Named object pointing entries
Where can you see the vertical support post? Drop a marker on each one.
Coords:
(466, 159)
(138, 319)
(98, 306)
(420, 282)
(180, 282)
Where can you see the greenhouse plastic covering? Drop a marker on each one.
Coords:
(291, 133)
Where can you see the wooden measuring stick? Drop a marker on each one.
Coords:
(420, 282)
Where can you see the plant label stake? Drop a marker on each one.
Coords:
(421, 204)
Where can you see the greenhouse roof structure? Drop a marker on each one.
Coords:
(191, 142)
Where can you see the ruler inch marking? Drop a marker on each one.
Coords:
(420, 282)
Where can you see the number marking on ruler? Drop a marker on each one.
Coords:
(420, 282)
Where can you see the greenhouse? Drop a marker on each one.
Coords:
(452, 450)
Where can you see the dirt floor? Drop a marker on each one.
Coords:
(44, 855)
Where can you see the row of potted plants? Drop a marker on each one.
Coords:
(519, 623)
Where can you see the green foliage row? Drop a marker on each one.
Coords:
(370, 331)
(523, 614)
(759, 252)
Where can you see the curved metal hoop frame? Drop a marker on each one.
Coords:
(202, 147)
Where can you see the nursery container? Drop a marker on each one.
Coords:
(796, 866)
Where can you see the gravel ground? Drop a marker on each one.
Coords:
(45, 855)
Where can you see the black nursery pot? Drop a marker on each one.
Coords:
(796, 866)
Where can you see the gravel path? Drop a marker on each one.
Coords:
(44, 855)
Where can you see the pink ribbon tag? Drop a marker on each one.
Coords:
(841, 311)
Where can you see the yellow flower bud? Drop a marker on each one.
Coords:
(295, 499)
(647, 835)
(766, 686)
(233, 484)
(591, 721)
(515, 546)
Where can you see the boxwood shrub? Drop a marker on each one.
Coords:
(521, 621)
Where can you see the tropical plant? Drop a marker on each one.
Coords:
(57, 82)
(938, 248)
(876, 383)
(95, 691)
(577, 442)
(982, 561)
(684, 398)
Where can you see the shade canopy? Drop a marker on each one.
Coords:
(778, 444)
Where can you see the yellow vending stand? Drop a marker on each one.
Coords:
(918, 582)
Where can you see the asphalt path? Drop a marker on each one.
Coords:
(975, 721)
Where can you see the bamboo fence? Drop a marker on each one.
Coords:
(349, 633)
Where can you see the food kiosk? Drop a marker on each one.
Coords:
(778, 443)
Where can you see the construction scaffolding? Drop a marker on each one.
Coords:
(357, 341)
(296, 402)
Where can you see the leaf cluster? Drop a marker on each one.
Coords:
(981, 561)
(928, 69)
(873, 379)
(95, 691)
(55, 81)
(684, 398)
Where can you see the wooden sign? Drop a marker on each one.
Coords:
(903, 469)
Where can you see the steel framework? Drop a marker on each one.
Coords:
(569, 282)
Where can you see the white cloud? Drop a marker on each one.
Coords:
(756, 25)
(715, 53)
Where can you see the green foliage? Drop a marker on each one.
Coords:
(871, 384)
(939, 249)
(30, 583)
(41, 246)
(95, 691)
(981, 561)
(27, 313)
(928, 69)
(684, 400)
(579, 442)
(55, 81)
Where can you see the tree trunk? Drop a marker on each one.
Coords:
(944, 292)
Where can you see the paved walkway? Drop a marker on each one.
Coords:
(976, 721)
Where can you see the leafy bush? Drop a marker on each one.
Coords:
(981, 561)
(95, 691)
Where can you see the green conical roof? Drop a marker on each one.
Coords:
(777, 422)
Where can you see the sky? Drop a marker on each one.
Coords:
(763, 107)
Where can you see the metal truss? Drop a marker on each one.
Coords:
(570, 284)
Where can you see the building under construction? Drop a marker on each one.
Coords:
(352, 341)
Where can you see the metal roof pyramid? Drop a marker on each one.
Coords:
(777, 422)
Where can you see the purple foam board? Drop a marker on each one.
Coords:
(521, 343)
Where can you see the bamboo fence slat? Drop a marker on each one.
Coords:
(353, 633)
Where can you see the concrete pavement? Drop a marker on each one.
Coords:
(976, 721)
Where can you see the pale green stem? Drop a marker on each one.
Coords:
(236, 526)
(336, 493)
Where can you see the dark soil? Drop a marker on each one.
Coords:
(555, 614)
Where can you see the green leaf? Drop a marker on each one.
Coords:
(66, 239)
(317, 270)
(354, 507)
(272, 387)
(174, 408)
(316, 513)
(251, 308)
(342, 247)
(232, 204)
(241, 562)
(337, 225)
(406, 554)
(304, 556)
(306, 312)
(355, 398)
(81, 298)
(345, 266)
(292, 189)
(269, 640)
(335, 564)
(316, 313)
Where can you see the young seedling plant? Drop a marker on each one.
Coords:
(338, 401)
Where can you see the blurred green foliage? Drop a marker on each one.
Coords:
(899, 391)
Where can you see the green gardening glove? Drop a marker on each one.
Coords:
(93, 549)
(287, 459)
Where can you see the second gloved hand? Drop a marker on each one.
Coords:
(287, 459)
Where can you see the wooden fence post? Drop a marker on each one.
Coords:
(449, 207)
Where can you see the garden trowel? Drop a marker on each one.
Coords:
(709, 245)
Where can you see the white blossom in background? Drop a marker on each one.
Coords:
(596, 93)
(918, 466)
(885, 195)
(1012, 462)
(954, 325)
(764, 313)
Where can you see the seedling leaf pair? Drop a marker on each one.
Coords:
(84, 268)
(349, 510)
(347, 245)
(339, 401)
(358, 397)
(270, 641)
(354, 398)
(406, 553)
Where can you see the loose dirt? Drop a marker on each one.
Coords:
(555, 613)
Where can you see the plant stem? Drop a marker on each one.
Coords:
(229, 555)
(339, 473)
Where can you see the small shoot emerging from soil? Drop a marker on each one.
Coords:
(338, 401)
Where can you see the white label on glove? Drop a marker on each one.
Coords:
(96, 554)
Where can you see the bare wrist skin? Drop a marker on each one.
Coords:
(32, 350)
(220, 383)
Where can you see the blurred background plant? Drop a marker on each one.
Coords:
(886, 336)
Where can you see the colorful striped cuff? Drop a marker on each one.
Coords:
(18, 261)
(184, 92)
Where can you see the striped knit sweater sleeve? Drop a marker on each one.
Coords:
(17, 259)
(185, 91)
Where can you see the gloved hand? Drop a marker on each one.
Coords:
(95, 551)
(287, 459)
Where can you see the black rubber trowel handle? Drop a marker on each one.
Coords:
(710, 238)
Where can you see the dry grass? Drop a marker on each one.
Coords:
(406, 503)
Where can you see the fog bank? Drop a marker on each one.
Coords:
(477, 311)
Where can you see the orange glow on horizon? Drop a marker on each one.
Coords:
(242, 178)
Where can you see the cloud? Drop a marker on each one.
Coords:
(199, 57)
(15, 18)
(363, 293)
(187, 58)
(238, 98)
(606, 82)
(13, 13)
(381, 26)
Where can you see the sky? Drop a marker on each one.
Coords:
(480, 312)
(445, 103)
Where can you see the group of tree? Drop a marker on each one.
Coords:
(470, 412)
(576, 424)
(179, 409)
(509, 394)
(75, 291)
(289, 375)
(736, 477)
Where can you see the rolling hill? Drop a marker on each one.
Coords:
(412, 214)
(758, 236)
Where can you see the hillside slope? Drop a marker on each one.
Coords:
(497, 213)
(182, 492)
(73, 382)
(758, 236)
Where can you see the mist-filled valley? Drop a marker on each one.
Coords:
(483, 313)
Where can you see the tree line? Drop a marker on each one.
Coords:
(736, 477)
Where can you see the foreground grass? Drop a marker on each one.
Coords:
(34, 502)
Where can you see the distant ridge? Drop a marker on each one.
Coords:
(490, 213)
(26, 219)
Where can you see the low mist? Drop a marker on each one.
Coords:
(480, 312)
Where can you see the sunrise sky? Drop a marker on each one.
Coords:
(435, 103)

◆ **Work to do**:
Only the lines from the one containing "Where can you see the group" through the end of the entries above belong in the answer; repeat them exactly.

◆ **Solution for this task**:
Where can you see the group of tree? Drop a marker on each one.
Coords:
(470, 412)
(576, 424)
(179, 409)
(509, 394)
(75, 291)
(289, 375)
(736, 477)
Where can you see the rolling hill? Drop a marker on each one.
Coords:
(412, 214)
(758, 236)
Where can you see the hillside slope? Drop a marker on each one.
Coords:
(497, 213)
(182, 492)
(73, 382)
(758, 236)
Where can you see the mist-filled valley? Drop a marker on each one.
Coords:
(483, 313)
Where can you see the tree line? Drop a marker on each one.
Coords:
(736, 477)
Where can you see the foreground grass? Drop a marker on each one.
Coords:
(34, 502)
Where can you see the distant ridge? Drop a marker on each one.
Coords:
(490, 213)
(26, 219)
Where can you see the low mist? Drop a marker on each one.
Coords:
(480, 312)
Where can you see the sunrise sky? Drop a marker on each one.
Coords:
(435, 103)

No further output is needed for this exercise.